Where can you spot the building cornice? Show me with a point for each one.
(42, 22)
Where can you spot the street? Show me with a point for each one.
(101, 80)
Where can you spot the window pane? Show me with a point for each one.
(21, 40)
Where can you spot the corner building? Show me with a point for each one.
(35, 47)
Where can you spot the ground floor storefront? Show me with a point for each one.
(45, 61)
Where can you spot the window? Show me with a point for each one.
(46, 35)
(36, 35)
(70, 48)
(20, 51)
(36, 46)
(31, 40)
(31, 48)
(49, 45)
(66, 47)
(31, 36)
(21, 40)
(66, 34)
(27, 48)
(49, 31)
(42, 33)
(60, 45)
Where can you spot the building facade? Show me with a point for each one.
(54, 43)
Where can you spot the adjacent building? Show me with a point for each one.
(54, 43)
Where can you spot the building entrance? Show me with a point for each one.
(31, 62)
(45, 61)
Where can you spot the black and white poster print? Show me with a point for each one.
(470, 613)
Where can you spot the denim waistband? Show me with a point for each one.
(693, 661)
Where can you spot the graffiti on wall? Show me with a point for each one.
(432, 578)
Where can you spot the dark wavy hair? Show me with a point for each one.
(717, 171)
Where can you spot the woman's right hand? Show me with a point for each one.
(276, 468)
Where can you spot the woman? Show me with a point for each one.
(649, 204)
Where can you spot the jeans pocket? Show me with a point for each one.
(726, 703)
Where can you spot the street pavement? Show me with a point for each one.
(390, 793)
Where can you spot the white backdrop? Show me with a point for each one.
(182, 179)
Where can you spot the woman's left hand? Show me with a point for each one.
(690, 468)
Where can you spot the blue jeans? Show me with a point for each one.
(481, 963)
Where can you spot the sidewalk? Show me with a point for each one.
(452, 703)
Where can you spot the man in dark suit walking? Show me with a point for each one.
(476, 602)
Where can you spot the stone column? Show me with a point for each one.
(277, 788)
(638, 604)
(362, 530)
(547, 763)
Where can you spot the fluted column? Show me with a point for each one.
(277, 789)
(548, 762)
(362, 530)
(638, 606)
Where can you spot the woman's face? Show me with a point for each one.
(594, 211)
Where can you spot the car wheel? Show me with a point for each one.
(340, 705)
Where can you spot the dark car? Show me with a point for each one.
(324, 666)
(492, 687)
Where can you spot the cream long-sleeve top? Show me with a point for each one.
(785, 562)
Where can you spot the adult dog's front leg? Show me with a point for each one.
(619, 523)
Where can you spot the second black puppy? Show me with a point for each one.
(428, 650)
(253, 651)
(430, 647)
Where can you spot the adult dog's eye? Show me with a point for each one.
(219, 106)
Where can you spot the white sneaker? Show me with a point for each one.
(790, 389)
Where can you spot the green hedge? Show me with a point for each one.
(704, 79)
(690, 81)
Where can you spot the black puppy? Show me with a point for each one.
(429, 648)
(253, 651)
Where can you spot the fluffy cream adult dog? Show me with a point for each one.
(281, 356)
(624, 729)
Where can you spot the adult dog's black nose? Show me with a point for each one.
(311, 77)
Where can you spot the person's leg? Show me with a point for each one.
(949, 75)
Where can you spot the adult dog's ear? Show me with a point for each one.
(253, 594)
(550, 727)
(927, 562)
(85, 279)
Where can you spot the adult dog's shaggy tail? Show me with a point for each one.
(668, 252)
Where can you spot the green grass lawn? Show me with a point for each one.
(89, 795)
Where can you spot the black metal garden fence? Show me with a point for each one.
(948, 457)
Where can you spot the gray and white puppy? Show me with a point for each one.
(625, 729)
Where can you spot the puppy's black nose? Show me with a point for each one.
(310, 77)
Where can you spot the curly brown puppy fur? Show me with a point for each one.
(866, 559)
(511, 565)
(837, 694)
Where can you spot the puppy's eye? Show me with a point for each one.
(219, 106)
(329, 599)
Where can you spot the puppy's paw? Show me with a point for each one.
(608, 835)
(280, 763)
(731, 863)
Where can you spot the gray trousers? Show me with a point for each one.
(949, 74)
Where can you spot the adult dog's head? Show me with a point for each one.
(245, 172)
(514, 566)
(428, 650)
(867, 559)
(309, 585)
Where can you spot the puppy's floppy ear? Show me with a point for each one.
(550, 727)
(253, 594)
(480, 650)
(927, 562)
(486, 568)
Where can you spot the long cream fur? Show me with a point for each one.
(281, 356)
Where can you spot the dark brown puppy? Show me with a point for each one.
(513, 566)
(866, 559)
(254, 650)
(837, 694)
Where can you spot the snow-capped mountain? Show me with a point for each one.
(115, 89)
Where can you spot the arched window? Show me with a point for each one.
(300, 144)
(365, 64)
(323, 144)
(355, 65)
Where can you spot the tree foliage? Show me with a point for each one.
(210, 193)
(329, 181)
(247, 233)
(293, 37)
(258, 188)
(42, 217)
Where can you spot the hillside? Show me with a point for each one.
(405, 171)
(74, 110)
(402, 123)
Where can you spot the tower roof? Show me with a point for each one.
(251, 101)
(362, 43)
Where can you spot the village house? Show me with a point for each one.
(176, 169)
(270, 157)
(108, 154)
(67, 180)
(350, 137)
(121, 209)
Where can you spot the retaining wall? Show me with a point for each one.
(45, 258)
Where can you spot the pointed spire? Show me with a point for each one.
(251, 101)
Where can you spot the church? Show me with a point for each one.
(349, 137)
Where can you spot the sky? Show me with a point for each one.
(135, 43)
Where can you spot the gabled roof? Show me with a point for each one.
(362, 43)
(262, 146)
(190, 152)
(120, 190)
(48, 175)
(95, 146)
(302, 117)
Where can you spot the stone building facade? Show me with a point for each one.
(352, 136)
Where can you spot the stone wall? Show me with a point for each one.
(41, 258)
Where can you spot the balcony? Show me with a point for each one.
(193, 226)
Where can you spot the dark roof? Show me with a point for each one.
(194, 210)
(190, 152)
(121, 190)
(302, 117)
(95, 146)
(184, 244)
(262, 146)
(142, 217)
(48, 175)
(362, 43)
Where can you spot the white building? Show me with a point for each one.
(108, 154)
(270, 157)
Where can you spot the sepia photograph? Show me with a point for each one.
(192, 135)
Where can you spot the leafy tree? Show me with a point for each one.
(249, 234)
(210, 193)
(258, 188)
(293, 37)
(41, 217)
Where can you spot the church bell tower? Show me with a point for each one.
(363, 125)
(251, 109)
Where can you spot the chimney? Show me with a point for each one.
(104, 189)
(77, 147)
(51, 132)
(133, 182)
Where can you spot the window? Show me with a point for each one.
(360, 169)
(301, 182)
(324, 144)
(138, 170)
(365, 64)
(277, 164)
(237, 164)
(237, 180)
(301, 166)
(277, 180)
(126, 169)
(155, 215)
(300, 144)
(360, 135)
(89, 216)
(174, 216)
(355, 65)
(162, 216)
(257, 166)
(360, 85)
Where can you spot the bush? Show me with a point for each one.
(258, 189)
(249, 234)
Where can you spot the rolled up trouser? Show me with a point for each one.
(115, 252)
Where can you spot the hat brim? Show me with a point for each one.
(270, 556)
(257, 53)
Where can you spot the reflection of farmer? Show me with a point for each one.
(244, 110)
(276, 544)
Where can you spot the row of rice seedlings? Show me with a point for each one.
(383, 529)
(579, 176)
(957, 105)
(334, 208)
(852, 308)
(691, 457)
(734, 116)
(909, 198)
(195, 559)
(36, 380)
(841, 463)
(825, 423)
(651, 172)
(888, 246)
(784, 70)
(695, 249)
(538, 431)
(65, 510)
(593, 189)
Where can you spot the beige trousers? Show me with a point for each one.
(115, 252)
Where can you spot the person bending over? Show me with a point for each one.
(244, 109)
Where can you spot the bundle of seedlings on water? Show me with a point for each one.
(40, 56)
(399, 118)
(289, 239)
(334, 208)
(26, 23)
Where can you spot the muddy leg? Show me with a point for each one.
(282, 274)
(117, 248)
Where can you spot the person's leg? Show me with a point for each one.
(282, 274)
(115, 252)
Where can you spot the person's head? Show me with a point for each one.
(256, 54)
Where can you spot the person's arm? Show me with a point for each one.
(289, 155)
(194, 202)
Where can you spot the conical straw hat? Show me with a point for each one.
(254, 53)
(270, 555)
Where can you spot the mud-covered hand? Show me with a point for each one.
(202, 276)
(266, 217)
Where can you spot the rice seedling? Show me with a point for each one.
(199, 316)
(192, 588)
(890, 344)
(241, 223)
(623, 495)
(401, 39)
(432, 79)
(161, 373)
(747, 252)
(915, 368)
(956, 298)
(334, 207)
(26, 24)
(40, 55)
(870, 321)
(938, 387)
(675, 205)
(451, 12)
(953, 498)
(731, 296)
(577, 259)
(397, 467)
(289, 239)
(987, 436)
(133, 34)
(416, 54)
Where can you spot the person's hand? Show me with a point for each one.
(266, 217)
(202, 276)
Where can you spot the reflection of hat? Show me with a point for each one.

EXERCISE GOAL:
Copy out exactly the lines between the line with "Where can you spot the mud-covered" and the last line of the entries, counting both of those lines.

RESPONSE TO THE TASK:
Where can you spot the mud-covered hand? Show me with a point for each one.
(202, 276)
(266, 217)
Where can you spot the rice seedling? Show me with a point for each one.
(199, 316)
(192, 588)
(890, 344)
(241, 223)
(623, 495)
(401, 39)
(432, 79)
(161, 373)
(747, 252)
(915, 368)
(956, 298)
(334, 207)
(26, 24)
(40, 55)
(870, 321)
(938, 387)
(675, 205)
(451, 12)
(953, 498)
(731, 296)
(577, 259)
(397, 467)
(289, 239)
(987, 436)
(133, 34)
(416, 54)
Where can you spot the person's hand? Show me with a point for each one.
(266, 217)
(202, 276)
Where can you spot the reflection of hat? Show me with a point for each one.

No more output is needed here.